_WHAT IS ASKED_.
Repeat every row below, requests included, with each coordinate in the answers multiplied by 2.35 and rounded to the nearest whole number, halves rounding up. Leave the numbers in the requests unchanged, and leave the pictures out.

_STORED ROWS_.
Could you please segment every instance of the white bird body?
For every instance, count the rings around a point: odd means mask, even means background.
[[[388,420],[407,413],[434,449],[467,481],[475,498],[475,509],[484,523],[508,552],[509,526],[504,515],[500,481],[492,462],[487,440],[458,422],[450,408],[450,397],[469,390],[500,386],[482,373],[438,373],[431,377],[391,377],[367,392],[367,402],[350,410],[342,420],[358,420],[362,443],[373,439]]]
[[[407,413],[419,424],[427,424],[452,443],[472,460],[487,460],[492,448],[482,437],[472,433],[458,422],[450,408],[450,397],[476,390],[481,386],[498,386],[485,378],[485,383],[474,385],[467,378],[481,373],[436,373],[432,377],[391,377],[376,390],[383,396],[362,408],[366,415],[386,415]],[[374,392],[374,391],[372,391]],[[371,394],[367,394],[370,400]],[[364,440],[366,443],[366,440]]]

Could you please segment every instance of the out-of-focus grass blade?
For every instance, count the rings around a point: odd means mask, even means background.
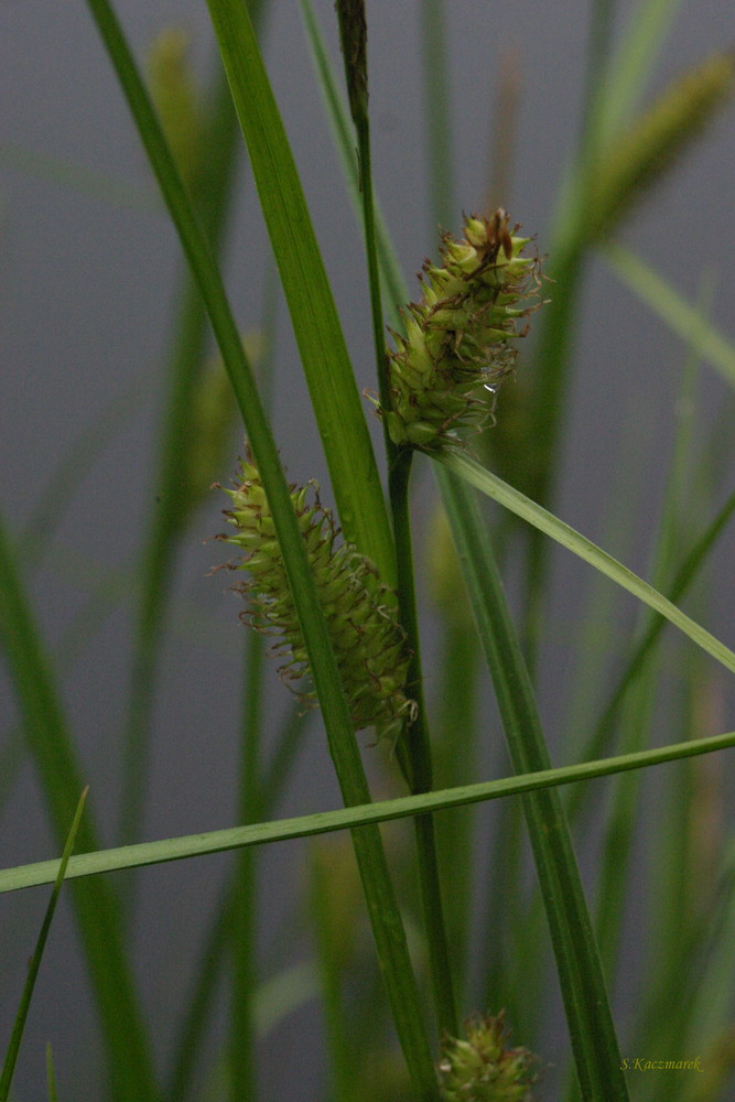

_ANSWER TO THIS EXERCISE_.
Could you please segment every instance of the white bird body?
For every instance, count the rings around a point: odd means mask, even means background.
[[[912,987],[956,971],[1020,1055],[1097,1130],[1116,1170],[1116,1196],[1137,1229],[1194,1297],[1196,1236],[1184,1210],[1175,1130],[1156,1086],[1144,1034],[1076,992],[1058,959],[1058,933],[1102,917],[1175,907],[1133,877],[1029,877],[1013,886],[919,886],[862,921],[862,945],[823,964],[804,987],[841,987],[851,1041],[877,1032]]]
[[[956,971],[985,996],[1003,996],[1062,1041],[1109,1081],[1144,1081],[1156,1053],[1133,1027],[1109,1018],[1076,992],[1058,959],[1058,933],[1119,917],[1130,907],[1170,907],[1140,888],[1140,900],[1114,905],[1097,888],[1130,877],[1025,877],[1015,886],[919,886],[884,917],[900,931],[851,959],[860,975],[907,975]],[[879,921],[879,919],[874,919]],[[872,926],[862,926],[870,940]],[[855,1034],[860,1041],[860,1034]]]

Could you please segment every instance of the out-of-focus grass blade?
For every instance, count the rings around a point: odd means mask, even means background.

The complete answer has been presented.